[Start Text block]
Generate a configuration file from database schema.

Synopsis

dbslice init [OPTIONS] DATABASE_URL

Arguments

Argument Description
DATABASE_URL Database connection URL

Options

Option Type Default Description
--out-file, -f PATH dbslice.yaml Output config file path
--detect-sensitive / --no-detect-sensitive FLAG Enabled Auto-detect sensitive fields
--schema TEXT public PostgreSQL schema name

Examples

# Generate default config
dbslice init postgresql://localhost/myapp

# Generate to specific file
dbslice init postgresql://localhost/myapp -f config/production.yaml

# Generate without sensitive field detection
dbslice init postgresql://localhost/myapp --no-detect-sensitive

# Generate for remote database
dbslice init postgresql://user:pass@prod.example.com:5432/myapp \
  -f config/prod.yaml

# Generate config for a specific schema
dbslice init postgresql://localhost/myapp --schema myschema

Generated Config Structure

The init command generates a YAML configuration file with: - Database connection details - Default extraction settings - Auto-detected sensitive fields (if enabled) - Commented sections for easy customization

Example generated config:

# dbslice configuration
version: "1.0"
[End Text block]
[Start Raw records]
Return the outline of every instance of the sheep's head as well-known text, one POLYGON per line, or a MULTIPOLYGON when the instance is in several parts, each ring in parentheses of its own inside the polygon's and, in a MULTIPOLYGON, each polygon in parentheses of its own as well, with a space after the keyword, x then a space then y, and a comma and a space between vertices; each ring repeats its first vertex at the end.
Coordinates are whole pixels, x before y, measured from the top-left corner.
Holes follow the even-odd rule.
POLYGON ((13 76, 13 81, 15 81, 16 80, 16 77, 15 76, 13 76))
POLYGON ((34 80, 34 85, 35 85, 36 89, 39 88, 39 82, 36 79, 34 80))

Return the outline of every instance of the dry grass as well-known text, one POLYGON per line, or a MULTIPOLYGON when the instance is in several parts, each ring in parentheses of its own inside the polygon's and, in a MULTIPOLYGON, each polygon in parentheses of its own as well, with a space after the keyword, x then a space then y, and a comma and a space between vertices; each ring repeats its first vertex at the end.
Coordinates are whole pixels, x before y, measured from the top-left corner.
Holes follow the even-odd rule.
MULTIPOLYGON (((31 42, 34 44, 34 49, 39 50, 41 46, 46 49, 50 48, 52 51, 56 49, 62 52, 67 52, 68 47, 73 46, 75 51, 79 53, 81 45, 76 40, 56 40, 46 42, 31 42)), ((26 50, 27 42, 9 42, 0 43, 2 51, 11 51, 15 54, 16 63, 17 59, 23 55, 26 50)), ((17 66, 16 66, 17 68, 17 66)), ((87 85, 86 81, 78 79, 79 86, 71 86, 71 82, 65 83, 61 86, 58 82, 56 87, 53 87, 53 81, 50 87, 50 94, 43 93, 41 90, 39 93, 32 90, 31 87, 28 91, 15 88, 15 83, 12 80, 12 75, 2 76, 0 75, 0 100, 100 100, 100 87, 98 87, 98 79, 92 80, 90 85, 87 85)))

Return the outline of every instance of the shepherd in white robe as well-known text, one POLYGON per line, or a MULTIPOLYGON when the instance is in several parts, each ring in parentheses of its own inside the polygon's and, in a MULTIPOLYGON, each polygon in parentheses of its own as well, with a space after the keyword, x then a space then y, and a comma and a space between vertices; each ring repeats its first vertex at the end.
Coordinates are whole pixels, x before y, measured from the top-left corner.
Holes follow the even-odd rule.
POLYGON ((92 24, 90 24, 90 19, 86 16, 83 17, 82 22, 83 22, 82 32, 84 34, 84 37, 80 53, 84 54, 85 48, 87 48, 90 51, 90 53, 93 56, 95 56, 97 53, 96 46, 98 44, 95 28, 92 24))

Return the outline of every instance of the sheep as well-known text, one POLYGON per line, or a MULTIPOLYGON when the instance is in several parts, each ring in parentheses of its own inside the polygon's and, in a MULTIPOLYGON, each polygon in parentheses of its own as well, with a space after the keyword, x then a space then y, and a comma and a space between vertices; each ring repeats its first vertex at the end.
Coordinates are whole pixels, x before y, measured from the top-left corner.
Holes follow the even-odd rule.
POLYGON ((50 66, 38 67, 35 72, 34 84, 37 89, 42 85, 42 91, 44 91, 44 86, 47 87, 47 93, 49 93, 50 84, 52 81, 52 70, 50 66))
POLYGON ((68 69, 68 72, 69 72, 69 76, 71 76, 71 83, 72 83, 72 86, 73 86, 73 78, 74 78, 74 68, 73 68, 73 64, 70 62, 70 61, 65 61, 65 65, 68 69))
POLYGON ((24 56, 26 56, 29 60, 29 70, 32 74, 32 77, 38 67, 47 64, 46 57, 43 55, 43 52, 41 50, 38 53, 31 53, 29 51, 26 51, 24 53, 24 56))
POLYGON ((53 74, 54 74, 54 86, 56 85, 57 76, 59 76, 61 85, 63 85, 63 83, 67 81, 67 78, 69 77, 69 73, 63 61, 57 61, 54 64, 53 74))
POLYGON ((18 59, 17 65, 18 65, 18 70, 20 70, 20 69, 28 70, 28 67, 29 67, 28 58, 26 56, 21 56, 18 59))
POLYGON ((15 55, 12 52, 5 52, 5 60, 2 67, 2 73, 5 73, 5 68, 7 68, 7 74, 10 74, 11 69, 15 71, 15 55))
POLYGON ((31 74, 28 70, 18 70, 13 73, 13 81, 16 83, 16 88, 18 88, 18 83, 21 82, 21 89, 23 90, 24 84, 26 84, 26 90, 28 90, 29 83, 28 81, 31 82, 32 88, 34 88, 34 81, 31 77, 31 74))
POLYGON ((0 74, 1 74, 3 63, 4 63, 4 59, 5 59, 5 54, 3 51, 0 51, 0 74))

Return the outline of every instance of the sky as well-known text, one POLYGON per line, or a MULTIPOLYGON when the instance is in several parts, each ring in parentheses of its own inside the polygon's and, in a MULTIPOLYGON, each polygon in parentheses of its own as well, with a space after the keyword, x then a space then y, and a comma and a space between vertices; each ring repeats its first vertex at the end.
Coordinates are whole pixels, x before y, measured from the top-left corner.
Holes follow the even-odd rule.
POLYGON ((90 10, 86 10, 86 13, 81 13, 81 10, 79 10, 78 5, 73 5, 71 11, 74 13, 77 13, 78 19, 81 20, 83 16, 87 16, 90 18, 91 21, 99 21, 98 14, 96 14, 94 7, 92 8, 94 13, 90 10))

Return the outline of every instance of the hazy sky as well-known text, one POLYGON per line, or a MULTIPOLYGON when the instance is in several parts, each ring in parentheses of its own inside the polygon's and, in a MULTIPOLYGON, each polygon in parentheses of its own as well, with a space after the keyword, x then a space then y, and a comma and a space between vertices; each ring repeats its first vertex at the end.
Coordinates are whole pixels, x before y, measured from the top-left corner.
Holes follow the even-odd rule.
[End Raw records]
Parts of the exercise –
- a) In the dbslice init reference, what is the default output config file path?
- b) Pick up the dbslice init reference right after its last line and keep writing it.
The entries are separate material and are unrelated to the dbslice init reference.

Answers by task –
- a) dbslice.yaml

- b)
database:
  url: postgresql://localhost/myapp

extraction:
  default_depth: 3
  direction: both
  exclude_tables: []

anonymization:
  enabled: true
  fields:
    users.email: email
    users.phone: phone_number
    users.ssn: ssn

output:
  format: sql
  include_transaction: true
  include_drop_tables: false

inspect

Inspect database schema without extracting data.

Synopsis

dbslice inspect [OPTIONS] DATABASE_URL

Arguments

Argument Description
DATABASE_URL Database connection URL

Options

Option Type Default Description
--table, -t TEXT - Show details for a specific table
--schema TEXT public PostgreSQL schema name

Examples

Show All Tables
# List all tables and foreign keys
dbslice inspect postgresql://localhost/myapp

# Inspect a specific schema
dbslice inspect postgresql://localhost/myapp --schema myschema

Output:

Tables (15)
  users (id)
  orders (id)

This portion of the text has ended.